# SET EXERCISE:
Only the lines from the one containing "Please annotate the white door frame" through the end of the data below should be copied, each exactly as written and with both ends kept.

# INPUT DATA:
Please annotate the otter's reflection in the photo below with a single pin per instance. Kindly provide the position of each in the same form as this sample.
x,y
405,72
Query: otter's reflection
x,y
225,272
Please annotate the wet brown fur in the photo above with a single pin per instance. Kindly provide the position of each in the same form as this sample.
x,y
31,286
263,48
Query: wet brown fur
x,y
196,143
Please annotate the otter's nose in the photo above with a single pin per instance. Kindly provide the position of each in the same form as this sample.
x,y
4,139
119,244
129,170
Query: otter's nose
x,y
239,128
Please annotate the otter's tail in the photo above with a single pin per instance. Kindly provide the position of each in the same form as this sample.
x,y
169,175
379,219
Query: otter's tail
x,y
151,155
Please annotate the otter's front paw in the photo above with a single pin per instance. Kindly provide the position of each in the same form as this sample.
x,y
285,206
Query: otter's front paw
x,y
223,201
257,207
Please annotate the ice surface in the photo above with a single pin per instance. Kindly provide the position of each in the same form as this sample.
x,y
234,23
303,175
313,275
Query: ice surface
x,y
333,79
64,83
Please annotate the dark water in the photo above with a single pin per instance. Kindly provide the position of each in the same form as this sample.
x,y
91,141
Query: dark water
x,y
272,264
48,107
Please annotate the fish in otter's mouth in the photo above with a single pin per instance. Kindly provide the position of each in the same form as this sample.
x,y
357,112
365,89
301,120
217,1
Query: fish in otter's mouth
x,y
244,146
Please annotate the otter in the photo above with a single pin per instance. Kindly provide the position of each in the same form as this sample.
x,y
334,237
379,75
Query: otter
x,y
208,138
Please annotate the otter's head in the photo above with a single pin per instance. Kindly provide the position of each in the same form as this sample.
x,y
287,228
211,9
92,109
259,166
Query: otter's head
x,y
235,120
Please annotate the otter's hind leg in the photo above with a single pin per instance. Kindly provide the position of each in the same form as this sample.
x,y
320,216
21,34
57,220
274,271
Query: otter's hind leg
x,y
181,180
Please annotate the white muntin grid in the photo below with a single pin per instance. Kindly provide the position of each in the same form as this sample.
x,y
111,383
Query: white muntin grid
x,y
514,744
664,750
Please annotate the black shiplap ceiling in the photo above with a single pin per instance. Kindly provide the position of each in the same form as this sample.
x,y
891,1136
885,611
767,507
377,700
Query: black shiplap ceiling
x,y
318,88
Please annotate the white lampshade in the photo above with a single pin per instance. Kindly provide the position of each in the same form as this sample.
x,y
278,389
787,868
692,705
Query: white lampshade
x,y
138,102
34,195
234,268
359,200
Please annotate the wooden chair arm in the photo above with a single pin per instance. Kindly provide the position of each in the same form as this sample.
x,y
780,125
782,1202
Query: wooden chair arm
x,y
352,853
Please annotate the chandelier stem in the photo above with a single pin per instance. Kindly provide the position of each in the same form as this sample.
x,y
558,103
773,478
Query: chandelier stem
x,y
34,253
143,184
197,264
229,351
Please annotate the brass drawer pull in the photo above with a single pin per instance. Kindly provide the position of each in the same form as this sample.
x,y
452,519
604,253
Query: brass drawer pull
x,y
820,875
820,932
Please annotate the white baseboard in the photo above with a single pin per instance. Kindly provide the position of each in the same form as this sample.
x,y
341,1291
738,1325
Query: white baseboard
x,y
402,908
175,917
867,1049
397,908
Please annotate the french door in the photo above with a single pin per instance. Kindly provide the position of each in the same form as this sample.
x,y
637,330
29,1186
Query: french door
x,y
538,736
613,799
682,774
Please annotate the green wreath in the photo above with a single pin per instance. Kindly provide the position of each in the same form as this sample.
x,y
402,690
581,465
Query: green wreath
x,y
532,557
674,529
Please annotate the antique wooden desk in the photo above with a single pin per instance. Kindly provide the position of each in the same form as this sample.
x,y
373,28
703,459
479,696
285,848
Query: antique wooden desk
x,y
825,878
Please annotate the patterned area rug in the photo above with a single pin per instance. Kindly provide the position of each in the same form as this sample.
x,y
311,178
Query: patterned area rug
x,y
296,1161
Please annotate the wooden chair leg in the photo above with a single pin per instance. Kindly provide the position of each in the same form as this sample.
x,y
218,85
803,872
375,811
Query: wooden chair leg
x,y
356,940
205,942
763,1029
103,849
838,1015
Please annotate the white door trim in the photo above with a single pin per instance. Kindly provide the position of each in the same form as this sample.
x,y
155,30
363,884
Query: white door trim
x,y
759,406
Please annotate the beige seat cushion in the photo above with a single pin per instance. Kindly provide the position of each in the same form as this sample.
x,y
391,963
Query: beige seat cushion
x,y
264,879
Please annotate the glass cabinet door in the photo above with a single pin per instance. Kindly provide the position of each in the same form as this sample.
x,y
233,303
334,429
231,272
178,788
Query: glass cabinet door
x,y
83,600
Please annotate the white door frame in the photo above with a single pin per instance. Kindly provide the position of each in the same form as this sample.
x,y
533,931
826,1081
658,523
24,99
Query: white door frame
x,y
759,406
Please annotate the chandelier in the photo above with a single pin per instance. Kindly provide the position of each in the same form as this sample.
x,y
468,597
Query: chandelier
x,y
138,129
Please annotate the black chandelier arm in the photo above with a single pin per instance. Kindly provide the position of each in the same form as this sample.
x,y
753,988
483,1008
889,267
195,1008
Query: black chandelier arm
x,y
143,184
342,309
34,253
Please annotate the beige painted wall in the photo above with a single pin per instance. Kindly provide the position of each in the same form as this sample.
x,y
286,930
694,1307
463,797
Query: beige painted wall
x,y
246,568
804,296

# COMPLETE RESPONSE:
Please annotate the white door frame in the photo above with a single pin per instance. Kindly provide the position of each in the same form as this sample.
x,y
533,931
826,1081
658,523
24,99
Query: white door frame
x,y
759,406
Please annotate the chandelier in the photo above with a single pin per instance. Kindly provide the position of each in the same form as this sample.
x,y
468,597
Query: chandelier
x,y
138,129
Please annotate the black chandelier arm in the photo above with a single pin per instance. Kindly provide the position of each in the same form as this sample.
x,y
753,988
483,1008
889,267
195,1008
Query: black chandelier arm
x,y
143,184
342,309
34,253
Please annotate the beige painted wall in the photo above with a single pin per instance. Kindly provide the position of each in the same form as this sample.
x,y
286,930
694,1307
463,797
Query: beige painted wall
x,y
246,568
804,296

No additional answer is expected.